(Natural-language object grounding data)
□ □ □ □ □

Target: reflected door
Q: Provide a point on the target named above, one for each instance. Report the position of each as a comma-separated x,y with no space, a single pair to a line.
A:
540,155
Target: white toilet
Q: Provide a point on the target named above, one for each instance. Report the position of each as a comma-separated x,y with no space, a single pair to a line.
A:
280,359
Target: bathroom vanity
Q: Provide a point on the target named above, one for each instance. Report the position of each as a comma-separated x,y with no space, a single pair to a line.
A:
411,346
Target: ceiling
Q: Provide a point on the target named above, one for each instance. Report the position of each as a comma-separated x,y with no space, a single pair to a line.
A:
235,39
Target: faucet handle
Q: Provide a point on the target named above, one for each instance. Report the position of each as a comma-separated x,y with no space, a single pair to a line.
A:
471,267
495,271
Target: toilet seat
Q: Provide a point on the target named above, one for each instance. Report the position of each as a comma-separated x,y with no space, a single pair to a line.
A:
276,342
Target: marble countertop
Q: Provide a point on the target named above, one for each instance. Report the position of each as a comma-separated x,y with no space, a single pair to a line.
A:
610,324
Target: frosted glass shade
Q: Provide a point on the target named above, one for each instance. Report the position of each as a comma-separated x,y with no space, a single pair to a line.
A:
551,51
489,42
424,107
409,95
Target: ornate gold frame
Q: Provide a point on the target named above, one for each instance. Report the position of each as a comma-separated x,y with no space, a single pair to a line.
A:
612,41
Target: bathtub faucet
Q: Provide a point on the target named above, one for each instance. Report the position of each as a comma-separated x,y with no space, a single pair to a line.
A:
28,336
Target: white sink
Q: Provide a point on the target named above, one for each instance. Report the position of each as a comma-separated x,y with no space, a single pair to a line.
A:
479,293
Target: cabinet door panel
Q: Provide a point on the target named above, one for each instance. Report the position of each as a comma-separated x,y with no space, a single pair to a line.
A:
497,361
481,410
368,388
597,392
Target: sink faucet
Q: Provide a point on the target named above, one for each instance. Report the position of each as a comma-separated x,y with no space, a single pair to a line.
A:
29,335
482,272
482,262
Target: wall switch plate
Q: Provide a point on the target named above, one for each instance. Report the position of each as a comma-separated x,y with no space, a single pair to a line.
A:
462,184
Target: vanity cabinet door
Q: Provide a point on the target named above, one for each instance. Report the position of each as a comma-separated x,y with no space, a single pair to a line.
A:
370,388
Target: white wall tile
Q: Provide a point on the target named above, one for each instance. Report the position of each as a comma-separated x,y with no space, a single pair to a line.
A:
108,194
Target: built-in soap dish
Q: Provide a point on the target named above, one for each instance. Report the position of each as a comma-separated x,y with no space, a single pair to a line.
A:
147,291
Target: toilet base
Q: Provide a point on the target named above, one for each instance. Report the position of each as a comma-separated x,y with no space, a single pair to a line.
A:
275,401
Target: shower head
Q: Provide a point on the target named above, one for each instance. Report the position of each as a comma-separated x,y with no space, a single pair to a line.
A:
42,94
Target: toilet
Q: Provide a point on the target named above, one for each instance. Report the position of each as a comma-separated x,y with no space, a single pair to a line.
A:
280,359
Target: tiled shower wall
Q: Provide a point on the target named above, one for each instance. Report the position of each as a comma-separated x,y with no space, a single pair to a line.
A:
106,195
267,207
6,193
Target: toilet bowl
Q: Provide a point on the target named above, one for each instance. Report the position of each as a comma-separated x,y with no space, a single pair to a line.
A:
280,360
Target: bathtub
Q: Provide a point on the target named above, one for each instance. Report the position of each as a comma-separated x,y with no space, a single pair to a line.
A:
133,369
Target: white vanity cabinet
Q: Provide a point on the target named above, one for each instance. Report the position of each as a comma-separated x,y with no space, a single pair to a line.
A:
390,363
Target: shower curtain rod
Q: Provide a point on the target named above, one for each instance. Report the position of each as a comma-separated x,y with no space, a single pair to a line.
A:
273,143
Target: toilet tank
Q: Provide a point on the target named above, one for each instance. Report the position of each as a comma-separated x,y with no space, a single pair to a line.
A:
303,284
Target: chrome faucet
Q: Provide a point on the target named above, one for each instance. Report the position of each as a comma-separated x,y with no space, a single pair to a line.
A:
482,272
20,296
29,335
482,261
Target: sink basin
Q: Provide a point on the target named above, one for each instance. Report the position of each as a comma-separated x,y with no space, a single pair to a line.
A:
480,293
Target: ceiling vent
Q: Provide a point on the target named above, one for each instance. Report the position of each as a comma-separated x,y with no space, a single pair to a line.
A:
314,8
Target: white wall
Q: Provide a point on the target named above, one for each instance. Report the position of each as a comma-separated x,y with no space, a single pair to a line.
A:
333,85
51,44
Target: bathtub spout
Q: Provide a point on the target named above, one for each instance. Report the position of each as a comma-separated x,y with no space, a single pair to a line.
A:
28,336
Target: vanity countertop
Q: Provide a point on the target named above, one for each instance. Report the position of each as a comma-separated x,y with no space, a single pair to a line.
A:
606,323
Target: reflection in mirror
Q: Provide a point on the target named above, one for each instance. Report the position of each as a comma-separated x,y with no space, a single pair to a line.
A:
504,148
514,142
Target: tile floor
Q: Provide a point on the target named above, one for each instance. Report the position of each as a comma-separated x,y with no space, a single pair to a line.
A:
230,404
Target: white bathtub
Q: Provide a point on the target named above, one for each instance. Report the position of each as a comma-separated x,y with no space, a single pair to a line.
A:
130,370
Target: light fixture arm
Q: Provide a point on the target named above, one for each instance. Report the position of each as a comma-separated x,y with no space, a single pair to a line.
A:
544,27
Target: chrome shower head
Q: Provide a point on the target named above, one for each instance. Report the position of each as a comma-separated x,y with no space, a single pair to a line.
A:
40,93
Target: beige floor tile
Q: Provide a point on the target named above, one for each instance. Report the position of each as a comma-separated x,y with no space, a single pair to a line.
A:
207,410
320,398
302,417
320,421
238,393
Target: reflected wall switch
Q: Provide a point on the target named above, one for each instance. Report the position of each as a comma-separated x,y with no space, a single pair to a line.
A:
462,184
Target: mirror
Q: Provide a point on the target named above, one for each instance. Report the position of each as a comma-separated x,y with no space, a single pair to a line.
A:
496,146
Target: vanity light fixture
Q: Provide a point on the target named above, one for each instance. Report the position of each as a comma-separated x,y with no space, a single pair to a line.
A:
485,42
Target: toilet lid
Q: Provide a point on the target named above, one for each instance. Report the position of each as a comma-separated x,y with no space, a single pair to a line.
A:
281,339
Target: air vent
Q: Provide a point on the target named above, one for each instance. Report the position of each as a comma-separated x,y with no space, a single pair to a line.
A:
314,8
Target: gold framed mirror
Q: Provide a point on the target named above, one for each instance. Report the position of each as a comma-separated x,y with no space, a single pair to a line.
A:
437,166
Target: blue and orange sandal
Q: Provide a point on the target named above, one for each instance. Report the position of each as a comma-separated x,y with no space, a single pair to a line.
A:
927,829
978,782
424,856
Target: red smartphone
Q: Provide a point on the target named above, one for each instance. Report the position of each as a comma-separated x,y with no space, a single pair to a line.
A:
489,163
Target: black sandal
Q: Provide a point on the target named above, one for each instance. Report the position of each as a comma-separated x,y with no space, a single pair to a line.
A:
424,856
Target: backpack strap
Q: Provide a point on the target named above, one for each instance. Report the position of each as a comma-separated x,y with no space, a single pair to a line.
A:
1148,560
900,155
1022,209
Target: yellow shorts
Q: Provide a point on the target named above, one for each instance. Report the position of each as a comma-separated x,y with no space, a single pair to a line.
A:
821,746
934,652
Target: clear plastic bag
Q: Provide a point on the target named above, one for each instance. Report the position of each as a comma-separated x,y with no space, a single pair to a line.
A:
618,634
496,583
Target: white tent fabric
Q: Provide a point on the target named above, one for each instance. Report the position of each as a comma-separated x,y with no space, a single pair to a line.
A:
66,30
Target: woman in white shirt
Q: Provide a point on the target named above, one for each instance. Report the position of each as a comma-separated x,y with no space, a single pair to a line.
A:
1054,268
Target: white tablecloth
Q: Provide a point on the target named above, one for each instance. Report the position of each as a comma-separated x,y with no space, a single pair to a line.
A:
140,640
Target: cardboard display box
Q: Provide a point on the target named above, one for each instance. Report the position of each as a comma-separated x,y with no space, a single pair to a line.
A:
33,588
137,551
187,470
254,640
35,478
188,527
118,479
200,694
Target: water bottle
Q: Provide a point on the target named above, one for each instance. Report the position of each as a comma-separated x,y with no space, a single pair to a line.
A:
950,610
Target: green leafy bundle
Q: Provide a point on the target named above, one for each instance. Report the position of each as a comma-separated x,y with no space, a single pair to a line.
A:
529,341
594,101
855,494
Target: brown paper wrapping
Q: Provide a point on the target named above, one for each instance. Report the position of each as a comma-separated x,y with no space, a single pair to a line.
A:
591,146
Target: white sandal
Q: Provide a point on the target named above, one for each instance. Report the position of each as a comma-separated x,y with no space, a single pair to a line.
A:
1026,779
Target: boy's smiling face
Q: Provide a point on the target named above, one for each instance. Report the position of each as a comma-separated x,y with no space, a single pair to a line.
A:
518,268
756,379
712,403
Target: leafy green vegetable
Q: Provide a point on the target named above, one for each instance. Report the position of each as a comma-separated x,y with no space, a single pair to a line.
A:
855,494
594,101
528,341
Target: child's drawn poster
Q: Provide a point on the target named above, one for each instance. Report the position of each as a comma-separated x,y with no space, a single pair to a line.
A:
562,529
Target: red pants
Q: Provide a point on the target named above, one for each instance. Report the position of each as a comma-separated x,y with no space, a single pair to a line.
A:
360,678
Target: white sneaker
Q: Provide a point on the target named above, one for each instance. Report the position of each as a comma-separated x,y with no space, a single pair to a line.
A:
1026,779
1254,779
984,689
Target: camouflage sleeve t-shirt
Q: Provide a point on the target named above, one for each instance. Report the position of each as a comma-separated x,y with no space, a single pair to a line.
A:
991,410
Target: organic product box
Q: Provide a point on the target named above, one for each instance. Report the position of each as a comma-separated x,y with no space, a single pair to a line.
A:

□ □ □ □ □

◆ WHAT THIS TASK INVOLVES: The required output is the exact run of lines from the beginning of the records to the line with "Target: frosted glass shade", that line included.

◆ OUTPUT BELOW:
Target: reflected door
Q: Provide a point on the target named above, one for each instance. Report the position of each as a comma-separated x,y with no space, a single pair to a line.
A:
540,155
Target: white toilet
Q: Provide a point on the target named above, one for each instance. Report the position of each as a comma-separated x,y with no space, a single pair to a line.
A:
280,359
Target: bathroom vanity
Q: Provide a point on the target named above, one for each instance. Report the position of each as a comma-separated x,y with no space, a single pair to a line.
A:
411,346
Target: ceiling
Q: Provide a point on the target named above, one for each instance. Report the position of each as a comma-separated x,y with no space, a single pair to a line.
A:
235,39
Target: faucet handle
Q: Provide a point on the target named above, one for each instance. Report the position of each as a comma-separated x,y with no space, a single pair to a line.
A:
471,267
495,271
Target: toilet seat
Q: Provide a point on the target named above, one for each instance. Report the position of each as a comma-separated x,y with no space, a single pair to a line.
A:
276,342
Target: marble countertop
Q: Provide a point on the target named above, one for each instance. Report the position of each as a comma-separated x,y with no space, a single pair to a line.
A:
610,324
Target: frosted glass shade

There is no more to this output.